**STATED EXERCISE**
Repeat the listing word for word. No pictures belong in the copy.
#### EXERCISE DATA
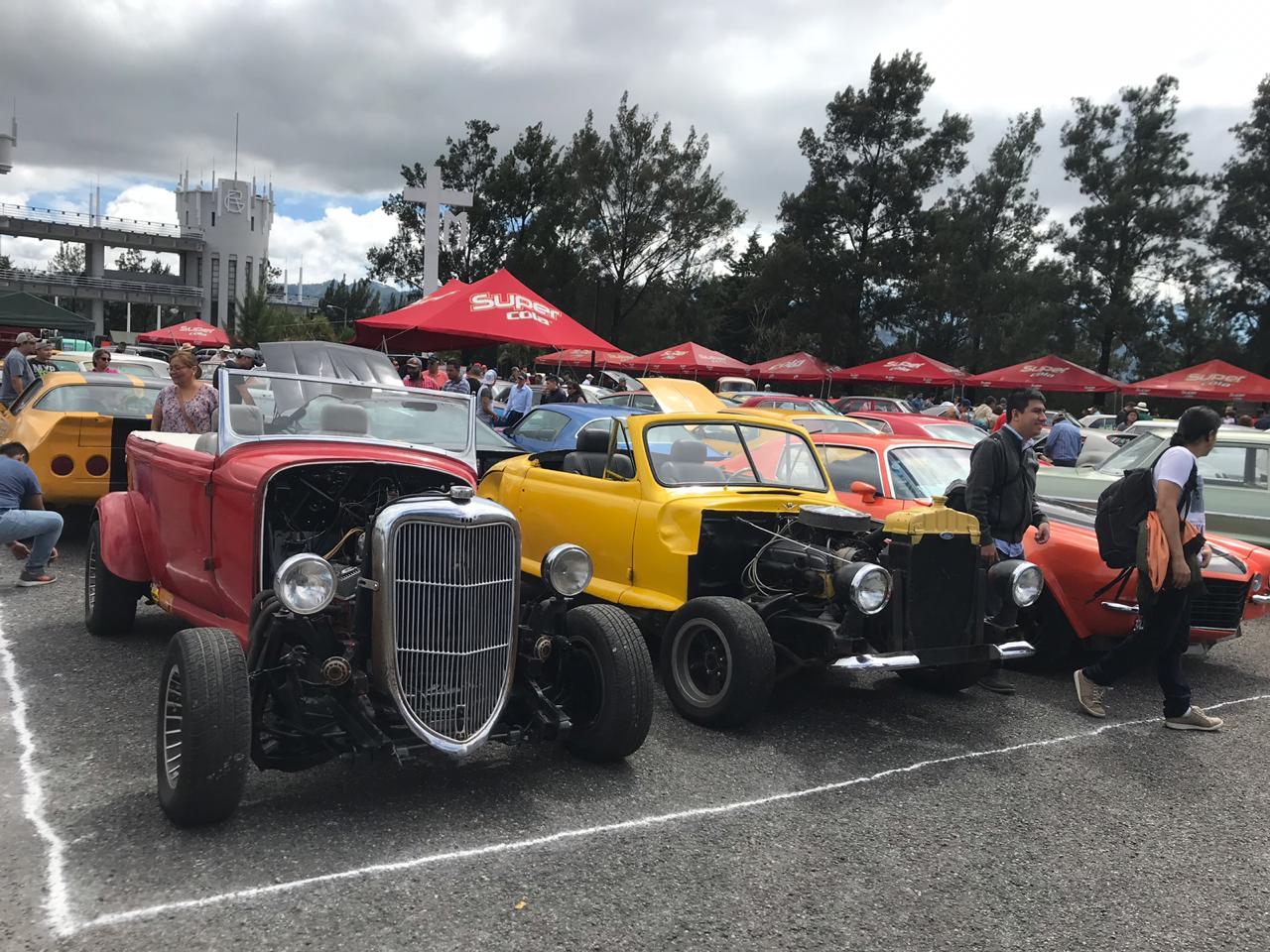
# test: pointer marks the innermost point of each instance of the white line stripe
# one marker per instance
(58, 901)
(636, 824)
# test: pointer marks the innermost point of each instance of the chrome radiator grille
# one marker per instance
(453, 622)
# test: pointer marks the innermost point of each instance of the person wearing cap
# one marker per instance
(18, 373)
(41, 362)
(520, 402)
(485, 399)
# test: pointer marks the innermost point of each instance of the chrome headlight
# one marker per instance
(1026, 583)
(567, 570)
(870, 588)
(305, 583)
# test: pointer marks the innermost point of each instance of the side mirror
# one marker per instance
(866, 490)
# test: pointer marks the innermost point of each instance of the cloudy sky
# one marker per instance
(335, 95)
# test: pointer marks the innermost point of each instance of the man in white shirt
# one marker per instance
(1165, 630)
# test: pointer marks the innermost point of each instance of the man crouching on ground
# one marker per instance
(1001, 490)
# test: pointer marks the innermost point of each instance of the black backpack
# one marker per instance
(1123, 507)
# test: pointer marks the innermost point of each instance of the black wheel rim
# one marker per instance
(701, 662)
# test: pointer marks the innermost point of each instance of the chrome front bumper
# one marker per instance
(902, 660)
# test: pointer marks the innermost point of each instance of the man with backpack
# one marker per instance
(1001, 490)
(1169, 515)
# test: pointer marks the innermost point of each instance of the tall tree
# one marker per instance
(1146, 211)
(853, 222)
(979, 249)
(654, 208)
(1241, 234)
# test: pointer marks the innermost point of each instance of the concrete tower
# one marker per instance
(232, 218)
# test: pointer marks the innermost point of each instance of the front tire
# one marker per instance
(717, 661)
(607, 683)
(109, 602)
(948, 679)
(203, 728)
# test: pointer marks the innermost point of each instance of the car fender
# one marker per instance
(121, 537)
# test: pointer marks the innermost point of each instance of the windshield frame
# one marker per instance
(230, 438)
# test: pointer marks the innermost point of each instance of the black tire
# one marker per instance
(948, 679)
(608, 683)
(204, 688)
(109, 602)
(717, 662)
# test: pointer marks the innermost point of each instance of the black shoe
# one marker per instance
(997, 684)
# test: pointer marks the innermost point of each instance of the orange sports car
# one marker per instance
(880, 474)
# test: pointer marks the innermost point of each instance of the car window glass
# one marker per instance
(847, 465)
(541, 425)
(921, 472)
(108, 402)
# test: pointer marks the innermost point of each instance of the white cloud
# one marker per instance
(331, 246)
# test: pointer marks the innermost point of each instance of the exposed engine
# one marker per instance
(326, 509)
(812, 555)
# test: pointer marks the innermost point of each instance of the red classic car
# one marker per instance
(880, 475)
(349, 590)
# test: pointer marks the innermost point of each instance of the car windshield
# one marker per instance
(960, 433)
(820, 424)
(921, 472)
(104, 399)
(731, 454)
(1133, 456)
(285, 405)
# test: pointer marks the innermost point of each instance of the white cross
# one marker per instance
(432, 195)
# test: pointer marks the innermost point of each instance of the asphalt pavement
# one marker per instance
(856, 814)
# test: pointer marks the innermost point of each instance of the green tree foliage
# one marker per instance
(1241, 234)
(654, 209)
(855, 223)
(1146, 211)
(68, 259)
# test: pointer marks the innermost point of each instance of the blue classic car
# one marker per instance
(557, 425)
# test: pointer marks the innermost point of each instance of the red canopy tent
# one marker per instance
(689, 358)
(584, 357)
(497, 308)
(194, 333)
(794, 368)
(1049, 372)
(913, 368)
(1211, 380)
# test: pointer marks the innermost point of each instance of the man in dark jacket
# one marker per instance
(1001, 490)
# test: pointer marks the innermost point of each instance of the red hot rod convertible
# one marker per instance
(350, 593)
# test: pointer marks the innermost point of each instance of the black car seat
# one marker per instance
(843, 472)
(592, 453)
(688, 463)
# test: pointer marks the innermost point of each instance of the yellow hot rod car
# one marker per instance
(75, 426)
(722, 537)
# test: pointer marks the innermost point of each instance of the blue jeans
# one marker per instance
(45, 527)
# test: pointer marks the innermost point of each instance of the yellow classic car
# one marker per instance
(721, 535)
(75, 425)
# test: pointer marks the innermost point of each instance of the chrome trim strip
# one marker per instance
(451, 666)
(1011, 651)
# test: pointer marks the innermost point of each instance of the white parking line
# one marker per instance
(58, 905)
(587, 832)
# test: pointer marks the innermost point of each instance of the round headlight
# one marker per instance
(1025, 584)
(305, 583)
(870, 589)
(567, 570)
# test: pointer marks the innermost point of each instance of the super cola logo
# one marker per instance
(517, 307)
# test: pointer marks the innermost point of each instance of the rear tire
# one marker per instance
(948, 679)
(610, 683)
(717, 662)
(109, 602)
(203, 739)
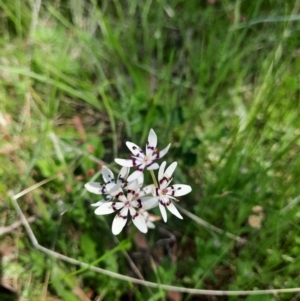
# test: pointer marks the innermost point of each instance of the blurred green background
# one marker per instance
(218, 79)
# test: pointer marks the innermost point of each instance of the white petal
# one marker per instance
########
**RESPONSE FOR THIS EXERCISE**
# test: pointer marks the innermost point of each instance of the white line stripe
# one marker per instance
(58, 901)
(636, 824)
# test: pointer marks the innermost point of each instance of the chrome radiator grille
# one marker per instance
(453, 622)
# test: pointer marks the innermost point of each instance of the person wearing cap
# one marker per instance
(18, 373)
(41, 362)
(520, 402)
(485, 399)
# test: pointer marks the innermost point of each instance of the chrome headlight
# one marker per instance
(1026, 583)
(567, 570)
(870, 588)
(305, 583)
# test: pointer marks the innermost point of each instance of the side mirror
# one marker per instance
(866, 490)
# test: pointer marks the innermost point of each instance of the cloudy sky
# one marker per instance
(335, 95)
# test: pointer marks the innermost point of each instance of the man in white shirt
# one marker per instance
(1165, 630)
# test: pointer marks the innermost point of each instance of the man crouching on ground
# one marker per instance
(1001, 490)
# test: pointer marks the innermost point of each instance of the black backpack
# one marker per instance
(1123, 507)
# test: pointer marks the innermost point of each instance of the black wheel rim
# one marker per instance
(701, 662)
# test: pointer marks the innermost point of each instance of the chrome front bumper
# one marker per instance
(902, 660)
# test: pointer marks the innermost point of each instance of the man with backpack
# one marker per instance
(1001, 490)
(1169, 515)
# test: pointer marks the innermost point of each instance of the tall tree
# one marker per instance
(1146, 211)
(853, 222)
(979, 249)
(654, 208)
(1241, 234)
# test: pointer marks the innermost point of each instance of the concrete tower
# one marker per instance
(232, 218)
# test: pointer marks the innermost point of each instance of the front tire
# one marker per instance
(717, 661)
(607, 683)
(109, 602)
(948, 679)
(203, 728)
# test: pointer marks the innermost point of each instance of the car fender
# one marker per instance
(121, 537)
# test: pointer marks the innermost point of each instance of the windshield frame
# one marker per instance
(230, 438)
# test: pointer marks the innermost point of each instance of the black tire
# one marker per instance
(948, 679)
(608, 683)
(204, 688)
(109, 602)
(717, 662)
# test: pointer marks the innermost point of each instance of the black shoe
# one marker per instance
(997, 684)
# test: pointer marks the innermost point of each instance of the orange sports car
# one marker per instance
(880, 474)
# test: pointer marks the innermost point of each instance of the car window glass
# one marker per instance
(847, 465)
(541, 425)
(921, 472)
(108, 402)
# test: pointer marks the innermost point of each instance of the white cloud
# one marker per instance
(331, 246)
# test: pointer marks the innermost point of each instance of the exposed engine
# one marker per instance
(326, 509)
(812, 555)
# test: pointer marks the innermost point of each instance of the red classic car
# one marker per instance
(880, 475)
(349, 590)
# test: pointer marks the innermost point of each instance of the car windshield
# one marker per instance
(960, 433)
(820, 424)
(921, 472)
(104, 399)
(731, 454)
(1133, 456)
(285, 405)
# test: pointer marks the innermost point of each instance of the white cross
# one marker per instance
(432, 195)
# test: pointer marks the innermost point of each instance of the asphalt pavement
# one marker per instance
(856, 814)
# test: pointer marks the innermost point of each instance of the green tree foliage
# one marker per instance
(1241, 234)
(654, 209)
(855, 223)
(1146, 211)
(68, 259)
# test: pointer marks the innermost point of each instance of the blue classic car
# one marker per instance
(557, 425)
# test: pointer marks the innermost point of each instance of the red canopy tent
# one marker per instance
(689, 358)
(584, 357)
(497, 308)
(194, 333)
(794, 368)
(1049, 372)
(913, 368)
(1211, 380)
# test: pointer marks the innermost point of each instance of the man in dark jacket
# one marker per instance
(1001, 490)
# test: pointer marks the innermost point of each instance of the red hot rod convertible
# one marker per instance
(350, 593)
# test: pointer marks the innermost point of each instance of the black car seat
# one marker per instance
(843, 472)
(592, 453)
(688, 463)
# test: pointer marks the innermost point of each instance of the yellow hot rod car
# one marker per instance
(75, 426)
(722, 537)
# test: pointer marks the innermost point of each instance of the blue jeans
# one marker per instance
(45, 527)
# test: pointer marks the innermost point of each instance of the yellow classic car
# one marker per instance
(721, 535)
(75, 425)
# test: pointer marks the innermost point of each instance of the chrome trim strip
# one marker per instance
(451, 666)
(1011, 651)
# test: pointer marks the innermost point of each instance of the white parking line
# one marker per instance
(58, 905)
(587, 832)
# test: pointer marks the innermost point of each instance of the round headlight
# one marker per instance
(1025, 584)
(305, 583)
(870, 589)
(567, 570)
# test: pointer marks the innermost point of each instance of the super cola logo
# one marker per instance
(517, 307)
# test: pointer marks the innermost point of each instance of the rear tire
# one marker per instance
(948, 679)
(610, 683)
(717, 662)
(109, 602)
(203, 739)
# test: pointer marks the innermost point of each instance of the blurred green background
# one marker per instance
(218, 79)
# test: pointer marks the innermost point of each instance of the white petal
# one marker per instance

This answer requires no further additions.